Exercise task
Express the items below as a two-column CSV with columns "prompt" and "response", one row per item holding its text and its answer, each in one quoted field with line breaks replaced by spaces. Include only the items from the line containing "Annotation guideline: for every instance of the wooden box" down to the line containing "<point>91,186</point>", both ends included.

Provided entries
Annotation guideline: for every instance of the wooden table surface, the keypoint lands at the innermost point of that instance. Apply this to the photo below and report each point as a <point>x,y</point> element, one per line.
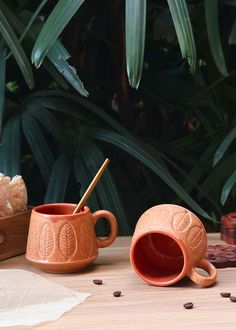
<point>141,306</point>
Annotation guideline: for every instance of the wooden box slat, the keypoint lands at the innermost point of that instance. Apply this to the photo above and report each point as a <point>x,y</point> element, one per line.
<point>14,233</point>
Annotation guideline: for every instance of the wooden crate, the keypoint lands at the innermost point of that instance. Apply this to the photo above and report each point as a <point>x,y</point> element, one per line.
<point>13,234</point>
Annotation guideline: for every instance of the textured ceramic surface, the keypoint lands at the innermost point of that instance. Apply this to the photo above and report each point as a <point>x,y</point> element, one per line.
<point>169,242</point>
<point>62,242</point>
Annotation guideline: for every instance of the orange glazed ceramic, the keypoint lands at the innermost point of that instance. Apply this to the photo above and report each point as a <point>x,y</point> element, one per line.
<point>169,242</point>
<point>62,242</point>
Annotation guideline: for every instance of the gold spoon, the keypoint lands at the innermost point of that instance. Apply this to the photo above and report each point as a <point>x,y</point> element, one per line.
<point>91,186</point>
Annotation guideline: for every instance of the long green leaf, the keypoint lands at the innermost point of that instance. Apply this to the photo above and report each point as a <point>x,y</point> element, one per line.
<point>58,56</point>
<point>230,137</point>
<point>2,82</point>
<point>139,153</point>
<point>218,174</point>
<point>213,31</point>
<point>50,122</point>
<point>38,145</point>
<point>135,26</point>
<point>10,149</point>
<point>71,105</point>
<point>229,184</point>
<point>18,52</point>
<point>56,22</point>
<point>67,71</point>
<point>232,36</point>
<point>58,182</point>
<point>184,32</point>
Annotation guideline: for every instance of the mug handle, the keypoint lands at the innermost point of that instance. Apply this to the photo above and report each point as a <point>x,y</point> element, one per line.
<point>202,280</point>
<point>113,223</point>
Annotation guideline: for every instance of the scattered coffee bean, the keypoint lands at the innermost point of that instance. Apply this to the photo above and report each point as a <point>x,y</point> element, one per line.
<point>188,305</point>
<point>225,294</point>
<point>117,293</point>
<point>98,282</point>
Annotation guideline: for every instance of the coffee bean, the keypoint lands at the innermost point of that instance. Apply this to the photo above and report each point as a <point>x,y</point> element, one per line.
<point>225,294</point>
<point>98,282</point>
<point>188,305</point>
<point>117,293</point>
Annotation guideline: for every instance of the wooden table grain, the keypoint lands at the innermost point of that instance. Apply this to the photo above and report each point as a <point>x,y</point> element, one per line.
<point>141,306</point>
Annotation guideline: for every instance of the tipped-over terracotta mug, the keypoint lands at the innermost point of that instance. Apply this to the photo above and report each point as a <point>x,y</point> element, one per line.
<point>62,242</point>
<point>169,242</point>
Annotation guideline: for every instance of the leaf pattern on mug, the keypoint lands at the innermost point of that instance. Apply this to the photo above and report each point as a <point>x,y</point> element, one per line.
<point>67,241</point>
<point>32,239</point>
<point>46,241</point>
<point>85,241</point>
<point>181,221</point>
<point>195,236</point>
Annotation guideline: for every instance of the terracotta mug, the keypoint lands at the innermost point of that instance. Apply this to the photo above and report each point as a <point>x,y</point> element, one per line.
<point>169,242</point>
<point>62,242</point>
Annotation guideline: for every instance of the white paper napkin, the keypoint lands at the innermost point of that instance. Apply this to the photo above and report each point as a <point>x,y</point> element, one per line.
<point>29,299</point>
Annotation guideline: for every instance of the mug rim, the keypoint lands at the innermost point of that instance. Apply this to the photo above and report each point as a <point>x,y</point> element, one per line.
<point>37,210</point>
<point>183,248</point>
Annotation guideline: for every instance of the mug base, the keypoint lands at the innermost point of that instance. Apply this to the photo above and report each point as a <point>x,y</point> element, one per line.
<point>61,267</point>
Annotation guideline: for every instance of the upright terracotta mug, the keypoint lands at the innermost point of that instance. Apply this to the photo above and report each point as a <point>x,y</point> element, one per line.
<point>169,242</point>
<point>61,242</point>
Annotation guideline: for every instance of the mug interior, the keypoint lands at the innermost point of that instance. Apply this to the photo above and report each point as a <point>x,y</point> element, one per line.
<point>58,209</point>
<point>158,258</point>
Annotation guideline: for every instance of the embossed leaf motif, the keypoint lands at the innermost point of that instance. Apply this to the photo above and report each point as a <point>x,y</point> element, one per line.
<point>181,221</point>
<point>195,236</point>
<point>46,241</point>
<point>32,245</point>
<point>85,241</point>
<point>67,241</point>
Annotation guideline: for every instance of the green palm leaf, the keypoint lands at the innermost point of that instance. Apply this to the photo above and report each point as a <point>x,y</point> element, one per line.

Exercise answer
prompt,response
"Annotation guideline: for every instance of the wooden box slat, the keypoint lands at the innermost point of that instance. Apply this to the photo above and report each point as a <point>x,y</point> element, one per line.","<point>14,233</point>"
"Annotation guideline: for every instance of the wooden crate, the keypoint lands at the innermost point of that instance. Apply this to the photo above and report each point as a <point>x,y</point> element, one per line.","<point>13,234</point>"
"Annotation guideline: for every instance of the textured ceramic surface, the keypoint lands at the innermost point of that instance. Apply this to the photo above and report each point as a <point>x,y</point> element, one per line.","<point>169,242</point> <point>62,242</point>"
"Annotation guideline: for every instance of the orange glazed ceramic, the keypoint lands at the innermost point of that instance. Apply this to the photo above and report each point as a <point>x,y</point> element, one per line.","<point>169,242</point> <point>62,242</point>"
"Annotation guideline: for every instance of the gold spoon, the keypoint lands at the innermost point of that instance. Apply this to the photo above and report each point as a <point>x,y</point> element, one per line.","<point>91,186</point>"